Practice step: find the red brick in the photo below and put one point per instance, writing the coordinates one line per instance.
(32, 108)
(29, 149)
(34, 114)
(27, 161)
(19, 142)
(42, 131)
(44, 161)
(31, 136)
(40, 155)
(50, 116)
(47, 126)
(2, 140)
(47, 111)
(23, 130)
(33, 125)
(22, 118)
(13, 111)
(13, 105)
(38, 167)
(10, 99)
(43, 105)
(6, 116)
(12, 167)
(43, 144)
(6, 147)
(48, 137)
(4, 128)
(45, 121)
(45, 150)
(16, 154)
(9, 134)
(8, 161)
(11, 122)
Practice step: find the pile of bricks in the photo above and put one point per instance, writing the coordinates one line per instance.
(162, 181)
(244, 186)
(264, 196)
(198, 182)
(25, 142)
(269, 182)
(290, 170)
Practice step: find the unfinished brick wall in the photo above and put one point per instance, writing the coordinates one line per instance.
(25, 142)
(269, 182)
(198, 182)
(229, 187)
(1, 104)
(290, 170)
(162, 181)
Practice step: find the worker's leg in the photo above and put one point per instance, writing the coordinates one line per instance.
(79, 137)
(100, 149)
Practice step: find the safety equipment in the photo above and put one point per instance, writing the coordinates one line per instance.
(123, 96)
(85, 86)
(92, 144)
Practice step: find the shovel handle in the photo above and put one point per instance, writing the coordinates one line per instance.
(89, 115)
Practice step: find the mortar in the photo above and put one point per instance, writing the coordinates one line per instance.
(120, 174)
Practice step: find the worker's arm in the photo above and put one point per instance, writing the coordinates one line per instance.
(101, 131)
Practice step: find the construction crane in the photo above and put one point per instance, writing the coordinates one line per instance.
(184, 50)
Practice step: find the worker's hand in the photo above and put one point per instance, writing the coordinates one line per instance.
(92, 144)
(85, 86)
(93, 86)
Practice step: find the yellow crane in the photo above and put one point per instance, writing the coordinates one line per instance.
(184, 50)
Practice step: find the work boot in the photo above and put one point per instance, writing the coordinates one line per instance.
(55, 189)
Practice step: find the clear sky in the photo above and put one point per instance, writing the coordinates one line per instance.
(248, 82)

Requirement: Copy word for word the part of the records that opens with the line containing "Practice step: find the worker's arm" and runs through the end of the records, including both ends.

Correct output:
Practice step: find the worker's arm in the photo above and put one point per instance, writing the coordinates one line per instance.
(101, 131)
Practice step: find the construction crane in the photo above and put one point per instance, writing the coordinates one line per instance.
(184, 50)
Practice step: find the worker's hand in the photo above and put one point per instance, writing the coordinates one line per instance.
(92, 144)
(85, 86)
(93, 86)
Practice step: find the yellow crane in the photo above and put one point per instance, writing the coordinates one line per instance.
(184, 50)
Practice step: find the work boot in the photo above and put one point per instance, writing the coordinates one line per instance.
(55, 189)
Practice step: find the clear sky in the photo above and put one point per instance, writing the coordinates one line per instance.
(248, 82)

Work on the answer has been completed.